*** Recorded data Section Begins ***
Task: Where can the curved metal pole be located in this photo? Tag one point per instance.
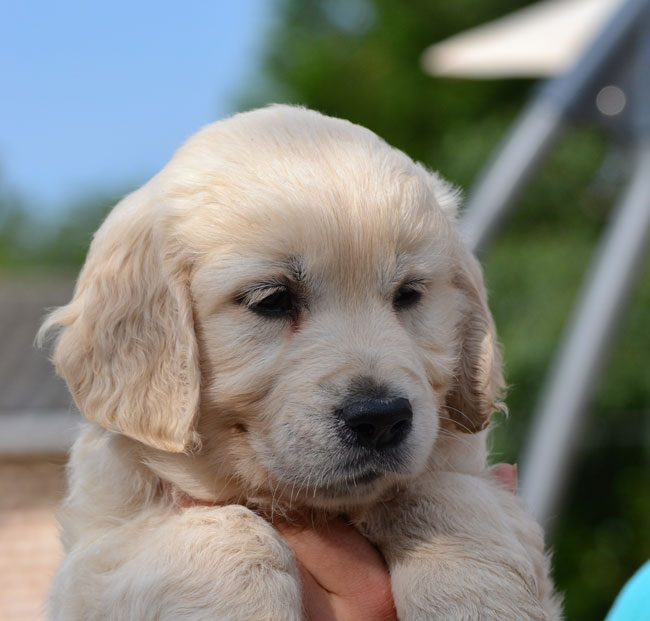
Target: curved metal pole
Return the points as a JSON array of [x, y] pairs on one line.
[[537, 127], [560, 419]]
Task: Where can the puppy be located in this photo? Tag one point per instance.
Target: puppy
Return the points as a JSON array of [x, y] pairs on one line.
[[285, 319]]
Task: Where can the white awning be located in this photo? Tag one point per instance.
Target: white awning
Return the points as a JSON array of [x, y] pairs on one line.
[[541, 40]]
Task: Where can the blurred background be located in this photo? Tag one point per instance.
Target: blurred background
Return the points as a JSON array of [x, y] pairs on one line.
[[98, 96]]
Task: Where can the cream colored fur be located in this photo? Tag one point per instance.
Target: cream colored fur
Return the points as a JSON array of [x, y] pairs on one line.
[[189, 389]]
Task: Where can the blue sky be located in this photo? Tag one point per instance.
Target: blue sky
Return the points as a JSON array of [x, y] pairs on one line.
[[97, 95]]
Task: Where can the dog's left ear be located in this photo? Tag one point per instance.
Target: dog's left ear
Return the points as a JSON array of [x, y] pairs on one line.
[[478, 379], [126, 344]]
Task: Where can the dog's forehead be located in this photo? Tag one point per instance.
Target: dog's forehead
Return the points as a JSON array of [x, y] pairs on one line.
[[286, 182]]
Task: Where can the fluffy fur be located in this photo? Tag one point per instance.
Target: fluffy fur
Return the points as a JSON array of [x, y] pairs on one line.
[[190, 387]]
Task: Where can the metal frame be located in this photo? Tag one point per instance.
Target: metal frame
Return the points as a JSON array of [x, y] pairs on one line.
[[620, 54]]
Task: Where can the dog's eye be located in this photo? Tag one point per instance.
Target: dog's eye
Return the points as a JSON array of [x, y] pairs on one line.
[[407, 295], [275, 302]]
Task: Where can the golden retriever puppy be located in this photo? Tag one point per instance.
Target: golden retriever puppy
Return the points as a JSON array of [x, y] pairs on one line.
[[285, 319]]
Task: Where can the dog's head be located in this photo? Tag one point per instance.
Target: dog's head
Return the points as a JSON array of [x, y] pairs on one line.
[[288, 303]]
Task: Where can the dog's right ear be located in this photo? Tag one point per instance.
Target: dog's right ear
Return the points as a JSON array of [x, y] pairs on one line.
[[126, 344]]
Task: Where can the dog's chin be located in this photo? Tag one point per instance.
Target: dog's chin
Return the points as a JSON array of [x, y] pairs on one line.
[[343, 491]]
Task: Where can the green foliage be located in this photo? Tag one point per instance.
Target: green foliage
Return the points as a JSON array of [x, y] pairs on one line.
[[32, 244], [360, 59]]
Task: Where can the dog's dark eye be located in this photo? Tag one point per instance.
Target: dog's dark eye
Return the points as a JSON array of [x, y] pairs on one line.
[[407, 295], [277, 302]]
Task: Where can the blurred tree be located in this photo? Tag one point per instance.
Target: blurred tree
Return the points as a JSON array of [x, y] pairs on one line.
[[360, 60]]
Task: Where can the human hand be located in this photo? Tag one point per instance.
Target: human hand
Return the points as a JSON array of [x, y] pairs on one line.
[[344, 576]]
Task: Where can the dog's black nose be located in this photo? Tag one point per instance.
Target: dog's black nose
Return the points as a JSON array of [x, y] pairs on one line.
[[378, 423]]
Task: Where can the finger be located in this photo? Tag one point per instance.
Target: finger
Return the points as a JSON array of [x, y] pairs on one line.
[[336, 555], [507, 475], [345, 567]]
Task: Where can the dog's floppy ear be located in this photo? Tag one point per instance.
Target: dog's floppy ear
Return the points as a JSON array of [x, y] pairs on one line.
[[478, 380], [126, 344]]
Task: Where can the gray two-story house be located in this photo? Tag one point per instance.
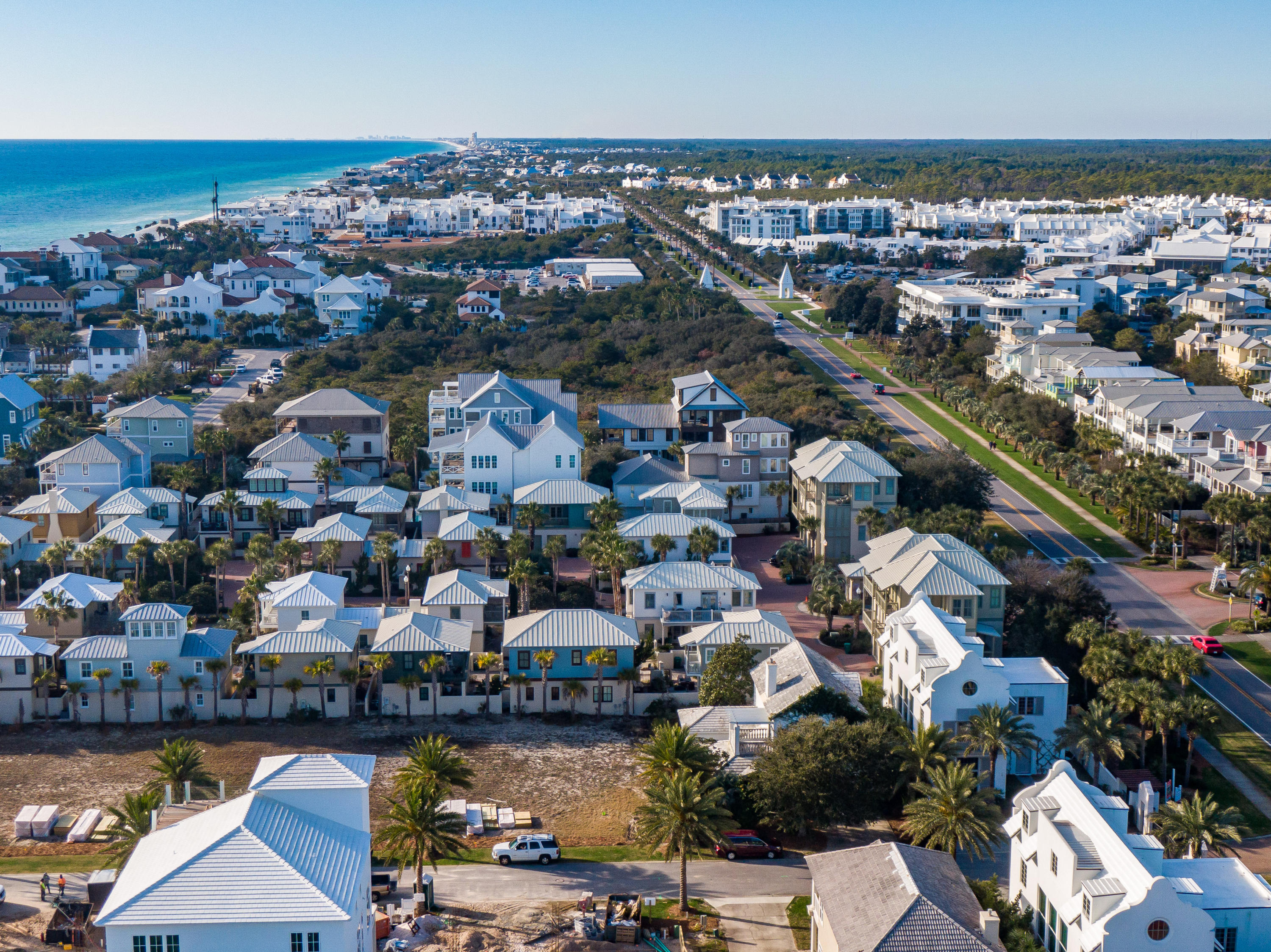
*** Recorded data Section Ends ***
#### Assigned task
Working through the records above, copy each line in which "chin" is found.

#### Exercise response
Task: Where can the dog's chin be located in this photo? Tag one point per instance.
Target: dog's chin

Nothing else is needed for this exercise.